**TEXTE FOURNI**
§ §

Le meurtre rituel du fils : une vérité intouchable

Au cœur de la quête d’Œdipe, nous trouvons sa détermination à découvrir la vérité sur ses origines. Sa mère adoptive Mérope et la prêtresse de Delphes ont toutes deux conservé ce secret bien gardé, obligeant le fils à endosser le poids de leur silence. En effet, si Mérope avait informé son fils qu’il était un enfant trouvé, les choses se seraient vraisemblablement déroulées autrement. Mais l’interdit dépassait largement le seul fait de faire connaître une ascendance cachée: ce qui devait resté secret, c’était le meurtre rituel du fils par le père.

Voyons maintenant comment Œdipe s’y prit inconsciemment pour révéler l’intouchable vérité. Son voyage à Delphes, qu’il entreprit seul, avait pour but de lui permettre d’entendre l’oracle d’Apollon, le dieu de la Lumière et de la Vérité. Son parcours le conduisit proche du Mont Cithéron, où il fut exposé et faillit perdre la vie lorsqu’il était enfant. Selon la légende, il fallait un pas assuré et une tête solide pour marcher sur l’étroit sentier rocailleux qui serpentait entre la montagne et la mer, car « les vents s’élancent en hurlant du haut des collines comme les Furies en courroux, précipitant du haut des falaises surplombantes, dans le gouffre béant qui bouillonne au–dessous, tout ce qui s’oppose à leur passage ». (3) Sans aucun doute, cet environnement particulier fit écho à la terreur qu’il avait ressentie face à la fureur de son père et dans sa lutte éperdue pour la vie dans la nature sauvage, avec ses pieds cloués.

§ §

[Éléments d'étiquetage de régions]
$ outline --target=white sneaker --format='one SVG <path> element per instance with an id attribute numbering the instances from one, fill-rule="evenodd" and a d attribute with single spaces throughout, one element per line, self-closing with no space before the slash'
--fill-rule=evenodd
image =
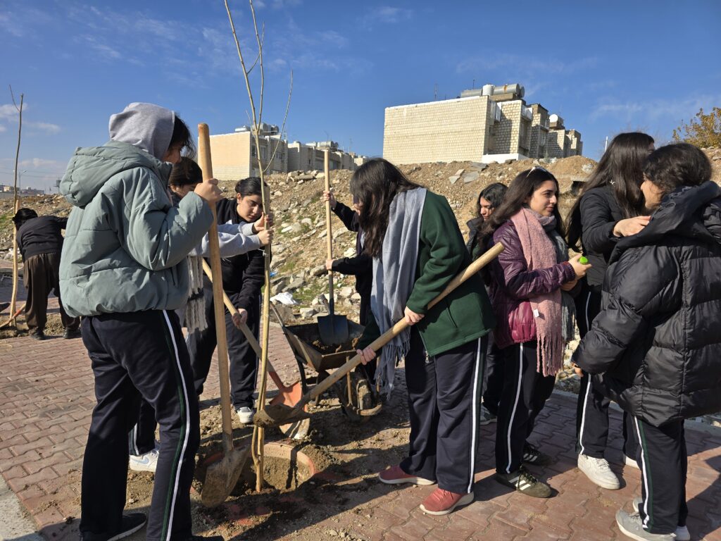
<path id="1" fill-rule="evenodd" d="M 235 413 L 238 414 L 238 418 L 240 419 L 242 424 L 249 425 L 253 422 L 253 415 L 255 415 L 255 412 L 250 408 L 243 406 L 237 408 Z"/>
<path id="2" fill-rule="evenodd" d="M 578 469 L 601 488 L 617 491 L 621 488 L 621 482 L 611 470 L 605 458 L 594 458 L 580 453 L 578 463 Z"/>
<path id="3" fill-rule="evenodd" d="M 627 466 L 629 466 L 630 467 L 634 467 L 637 470 L 640 470 L 641 469 L 641 468 L 640 468 L 638 467 L 638 462 L 637 462 L 635 460 L 634 460 L 632 458 L 631 458 L 627 454 L 624 454 L 624 463 Z"/>
<path id="4" fill-rule="evenodd" d="M 633 510 L 638 513 L 638 508 L 641 506 L 642 503 L 643 498 L 641 496 L 634 498 L 632 502 Z M 687 526 L 677 526 L 676 536 L 676 541 L 691 541 L 691 532 Z"/>
<path id="5" fill-rule="evenodd" d="M 158 466 L 158 449 L 154 449 L 145 454 L 131 454 L 130 459 L 131 470 L 136 472 L 152 472 Z"/>

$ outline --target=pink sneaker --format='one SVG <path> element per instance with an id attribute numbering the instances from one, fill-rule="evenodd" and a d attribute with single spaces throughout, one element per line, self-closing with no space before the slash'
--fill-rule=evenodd
<path id="1" fill-rule="evenodd" d="M 456 494 L 443 488 L 436 488 L 423 500 L 420 510 L 429 515 L 447 515 L 456 507 L 467 506 L 473 501 L 473 493 Z"/>
<path id="2" fill-rule="evenodd" d="M 412 485 L 435 485 L 435 481 L 423 479 L 422 477 L 409 475 L 404 472 L 400 466 L 392 466 L 378 474 L 378 478 L 381 483 L 387 485 L 400 485 L 402 483 L 410 483 Z"/>

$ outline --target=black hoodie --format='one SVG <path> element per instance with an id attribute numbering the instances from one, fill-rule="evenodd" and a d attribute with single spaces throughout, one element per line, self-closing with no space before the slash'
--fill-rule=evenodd
<path id="1" fill-rule="evenodd" d="M 721 189 L 666 195 L 643 231 L 618 242 L 603 309 L 573 361 L 655 426 L 721 410 Z"/>

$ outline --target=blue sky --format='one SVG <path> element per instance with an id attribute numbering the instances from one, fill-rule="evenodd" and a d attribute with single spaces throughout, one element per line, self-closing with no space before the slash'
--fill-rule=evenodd
<path id="1" fill-rule="evenodd" d="M 716 0 L 255 5 L 264 120 L 282 122 L 292 68 L 291 141 L 380 155 L 384 107 L 518 82 L 597 159 L 606 136 L 641 129 L 663 142 L 699 107 L 721 106 Z M 231 6 L 252 59 L 247 3 Z M 102 144 L 109 116 L 131 102 L 172 108 L 193 129 L 207 122 L 211 133 L 248 123 L 221 0 L 2 0 L 0 50 L 0 183 L 12 184 L 17 141 L 9 84 L 16 100 L 25 94 L 23 187 L 54 184 L 75 147 Z"/>

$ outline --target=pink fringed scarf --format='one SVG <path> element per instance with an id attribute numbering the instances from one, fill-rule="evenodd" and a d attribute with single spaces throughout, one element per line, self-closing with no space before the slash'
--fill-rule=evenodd
<path id="1" fill-rule="evenodd" d="M 529 270 L 548 268 L 558 263 L 555 247 L 540 221 L 544 219 L 549 220 L 526 208 L 510 218 Z M 561 290 L 536 295 L 528 302 L 535 317 L 538 340 L 536 370 L 544 376 L 554 376 L 563 366 Z"/>

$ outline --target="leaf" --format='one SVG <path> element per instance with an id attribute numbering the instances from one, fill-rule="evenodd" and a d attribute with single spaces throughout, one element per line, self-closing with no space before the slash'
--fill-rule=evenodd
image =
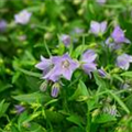
<path id="1" fill-rule="evenodd" d="M 88 89 L 87 89 L 86 85 L 84 84 L 84 81 L 80 80 L 78 87 L 81 88 L 81 95 L 82 96 L 88 96 L 89 97 Z"/>
<path id="2" fill-rule="evenodd" d="M 70 122 L 77 124 L 78 127 L 82 128 L 82 125 L 81 125 L 82 121 L 81 121 L 80 117 L 78 117 L 76 114 L 72 114 L 70 117 L 68 117 L 66 119 Z"/>
<path id="3" fill-rule="evenodd" d="M 12 97 L 15 100 L 23 101 L 26 103 L 35 103 L 35 102 L 44 102 L 50 100 L 51 98 L 44 94 L 40 92 L 33 92 L 33 94 L 26 94 L 26 95 L 21 95 L 21 96 L 13 96 Z"/>
<path id="4" fill-rule="evenodd" d="M 33 77 L 41 77 L 41 74 L 38 74 L 38 73 L 34 73 L 34 72 L 29 72 L 29 70 L 26 70 L 26 69 L 23 69 L 23 68 L 16 68 L 19 72 L 21 72 L 21 73 L 23 73 L 23 74 L 25 74 L 25 75 L 29 75 L 29 76 L 33 76 Z"/>
<path id="5" fill-rule="evenodd" d="M 56 111 L 45 110 L 46 120 L 53 123 L 61 123 L 64 120 L 64 116 Z"/>
<path id="6" fill-rule="evenodd" d="M 130 95 L 127 99 L 125 99 L 125 105 L 129 108 L 130 111 L 132 111 L 132 95 Z"/>
<path id="7" fill-rule="evenodd" d="M 121 76 L 132 78 L 132 72 L 124 72 Z"/>
<path id="8" fill-rule="evenodd" d="M 2 100 L 0 102 L 0 118 L 2 116 L 4 116 L 4 113 L 6 113 L 6 111 L 7 111 L 8 108 L 9 108 L 9 103 L 7 103 L 7 102 L 4 102 L 4 100 Z"/>
<path id="9" fill-rule="evenodd" d="M 98 114 L 92 119 L 94 123 L 106 123 L 106 122 L 116 121 L 116 120 L 117 119 L 113 116 L 108 113 Z"/>
<path id="10" fill-rule="evenodd" d="M 41 124 L 36 122 L 30 123 L 30 127 L 28 128 L 30 132 L 47 132 L 45 128 L 43 128 Z"/>

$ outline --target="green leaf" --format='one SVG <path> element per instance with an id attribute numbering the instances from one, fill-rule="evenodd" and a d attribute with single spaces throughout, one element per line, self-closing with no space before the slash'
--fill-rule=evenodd
<path id="1" fill-rule="evenodd" d="M 4 100 L 2 100 L 0 102 L 0 118 L 2 116 L 4 116 L 4 113 L 6 113 L 6 111 L 7 111 L 8 108 L 9 108 L 9 103 L 7 103 L 7 102 L 4 102 Z"/>
<path id="2" fill-rule="evenodd" d="M 80 117 L 78 117 L 76 114 L 72 114 L 70 117 L 68 117 L 66 119 L 70 122 L 77 124 L 78 127 L 82 128 L 82 125 L 81 125 L 82 121 L 81 121 Z"/>
<path id="3" fill-rule="evenodd" d="M 30 105 L 35 103 L 35 102 L 46 102 L 47 100 L 51 99 L 48 96 L 44 94 L 40 94 L 40 92 L 14 96 L 12 98 L 19 101 L 30 103 Z"/>
<path id="4" fill-rule="evenodd" d="M 113 116 L 110 116 L 108 113 L 101 113 L 98 114 L 92 119 L 94 123 L 106 123 L 110 121 L 116 121 L 117 119 Z"/>
<path id="5" fill-rule="evenodd" d="M 16 68 L 19 72 L 25 74 L 25 75 L 29 75 L 29 76 L 33 76 L 33 77 L 41 77 L 41 74 L 38 73 L 34 73 L 34 72 L 29 72 L 26 69 L 23 69 L 23 68 Z"/>
<path id="6" fill-rule="evenodd" d="M 130 110 L 128 107 L 124 105 L 124 102 L 112 91 L 108 90 L 108 92 L 114 98 L 114 100 L 122 107 L 122 109 L 127 112 L 130 113 Z"/>
<path id="7" fill-rule="evenodd" d="M 64 120 L 64 116 L 57 111 L 45 110 L 46 120 L 53 123 L 61 123 Z"/>
<path id="8" fill-rule="evenodd" d="M 43 128 L 41 124 L 36 122 L 30 123 L 30 127 L 28 128 L 30 132 L 47 132 L 45 128 Z"/>

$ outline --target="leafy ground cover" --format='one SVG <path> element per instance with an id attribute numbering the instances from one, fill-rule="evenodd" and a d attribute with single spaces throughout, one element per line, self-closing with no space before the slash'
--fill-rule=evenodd
<path id="1" fill-rule="evenodd" d="M 0 1 L 0 132 L 132 131 L 132 0 Z"/>

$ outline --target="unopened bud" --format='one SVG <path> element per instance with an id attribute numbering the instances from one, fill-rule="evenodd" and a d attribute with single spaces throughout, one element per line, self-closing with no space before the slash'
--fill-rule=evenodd
<path id="1" fill-rule="evenodd" d="M 56 97 L 58 96 L 58 94 L 59 94 L 59 88 L 61 88 L 61 85 L 59 85 L 58 82 L 55 82 L 55 84 L 53 85 L 53 87 L 52 87 L 52 92 L 51 92 L 51 95 L 52 95 L 53 98 L 56 98 Z"/>

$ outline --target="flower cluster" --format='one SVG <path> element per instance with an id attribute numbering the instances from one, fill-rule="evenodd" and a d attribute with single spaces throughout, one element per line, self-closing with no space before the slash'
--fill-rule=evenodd
<path id="1" fill-rule="evenodd" d="M 41 63 L 35 67 L 43 70 L 43 78 L 46 80 L 58 81 L 61 77 L 67 80 L 72 79 L 73 73 L 81 67 L 89 76 L 91 72 L 96 70 L 95 59 L 97 54 L 92 50 L 88 50 L 82 54 L 81 59 L 72 59 L 68 54 L 63 56 L 52 56 L 50 59 L 41 56 Z"/>
<path id="2" fill-rule="evenodd" d="M 89 33 L 96 35 L 97 37 L 101 37 L 107 31 L 107 22 L 96 22 L 91 21 Z M 80 31 L 78 31 L 80 32 Z M 61 41 L 68 48 L 72 44 L 70 36 L 67 34 L 61 35 Z M 106 46 L 111 50 L 121 48 L 123 43 L 131 43 L 124 35 L 124 32 L 121 30 L 119 25 L 113 29 L 113 32 L 106 41 Z M 69 48 L 68 48 L 69 50 Z M 70 57 L 68 53 L 62 56 L 51 56 L 50 58 L 45 58 L 41 56 L 41 62 L 35 65 L 36 68 L 43 72 L 43 79 L 47 81 L 53 81 L 54 85 L 52 87 L 52 97 L 57 97 L 59 92 L 59 80 L 61 78 L 65 78 L 67 80 L 72 79 L 72 76 L 76 69 L 82 69 L 89 77 L 91 78 L 91 73 L 97 70 L 98 75 L 102 78 L 107 77 L 107 72 L 102 68 L 97 68 L 97 53 L 94 50 L 84 51 L 82 55 L 80 54 L 80 59 L 74 59 Z M 130 67 L 130 63 L 132 63 L 132 56 L 123 53 L 122 55 L 117 56 L 116 65 L 124 70 L 128 70 Z M 41 89 L 46 89 L 47 85 L 41 86 Z"/>
<path id="3" fill-rule="evenodd" d="M 95 34 L 96 36 L 102 35 L 107 30 L 107 22 L 96 22 L 91 21 L 90 23 L 90 33 Z M 130 40 L 125 37 L 124 32 L 122 29 L 117 25 L 111 33 L 111 35 L 106 40 L 106 45 L 110 50 L 119 50 L 121 48 L 122 44 L 130 44 Z M 128 70 L 130 67 L 130 63 L 132 63 L 132 56 L 123 53 L 122 55 L 119 55 L 116 61 L 116 65 L 120 67 L 121 69 Z M 99 74 L 102 74 L 101 70 L 99 70 Z"/>

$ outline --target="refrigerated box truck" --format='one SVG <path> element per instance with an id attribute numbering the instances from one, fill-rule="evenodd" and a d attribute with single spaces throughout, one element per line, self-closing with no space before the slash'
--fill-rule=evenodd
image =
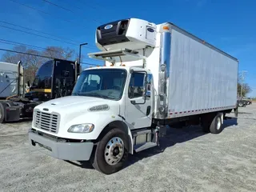
<path id="1" fill-rule="evenodd" d="M 237 112 L 238 59 L 177 26 L 119 20 L 95 38 L 101 51 L 89 56 L 104 66 L 83 70 L 71 96 L 34 108 L 30 142 L 51 156 L 109 174 L 159 145 L 166 126 L 219 134 Z"/>

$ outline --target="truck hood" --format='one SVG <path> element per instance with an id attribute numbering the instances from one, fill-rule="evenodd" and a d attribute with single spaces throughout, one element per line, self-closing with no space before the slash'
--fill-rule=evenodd
<path id="1" fill-rule="evenodd" d="M 102 105 L 108 107 L 94 107 Z M 108 123 L 121 120 L 119 106 L 118 101 L 98 98 L 66 96 L 56 98 L 34 109 L 32 128 L 59 138 L 96 139 Z M 91 107 L 93 110 L 90 110 Z M 94 124 L 94 131 L 86 134 L 68 132 L 71 126 L 82 123 Z"/>

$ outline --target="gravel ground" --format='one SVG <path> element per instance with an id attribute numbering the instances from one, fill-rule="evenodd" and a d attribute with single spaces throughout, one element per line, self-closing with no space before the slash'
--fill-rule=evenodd
<path id="1" fill-rule="evenodd" d="M 256 103 L 220 134 L 171 129 L 162 147 L 130 155 L 112 175 L 30 147 L 30 123 L 0 124 L 0 191 L 256 191 Z"/>

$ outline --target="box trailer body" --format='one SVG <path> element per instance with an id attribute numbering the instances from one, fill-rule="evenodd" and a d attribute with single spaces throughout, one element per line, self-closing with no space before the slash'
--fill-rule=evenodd
<path id="1" fill-rule="evenodd" d="M 72 95 L 35 107 L 30 142 L 65 160 L 90 160 L 104 174 L 128 154 L 159 146 L 166 126 L 222 131 L 237 107 L 238 59 L 175 25 L 130 18 L 98 26 Z"/>
<path id="2" fill-rule="evenodd" d="M 146 68 L 154 77 L 155 95 L 163 94 L 160 90 L 159 63 L 166 66 L 166 111 L 164 115 L 160 114 L 158 97 L 155 106 L 158 107 L 154 108 L 154 118 L 173 118 L 235 108 L 238 59 L 174 24 L 158 25 L 157 31 L 163 26 L 168 26 L 169 31 L 157 33 L 154 49 L 144 50 Z M 143 49 L 137 50 L 143 54 Z M 143 62 L 133 61 L 128 56 L 115 65 L 142 67 Z"/>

§ §

**CONSIGNE**
Recopiez fidèlement le passage du texte sur Œdipe qui commence par « Au cœur de la » et se poursuit jusqu'à « par le père. ».

**RÉPONSE**
Au cœur de la quête d’Œdipe, nous trouvons sa détermination à découvrir la vérité sur ses origines. Sa mère adoptive Mérope et la prêtresse de Delphes ont toutes deux conservé ce secret bien gardé, obligeant le fils à endosser le poids de leur silence. En effet, si Mérope avait informé son fils qu’il était un enfant trouvé, les choses se seraient vraisemblablement déroulées autrement. Mais l’interdit dépassait largement le seul fait de faire connaître une ascendance cachée: ce qui devait resté secret, c’était le meurtre rituel du fils par le père.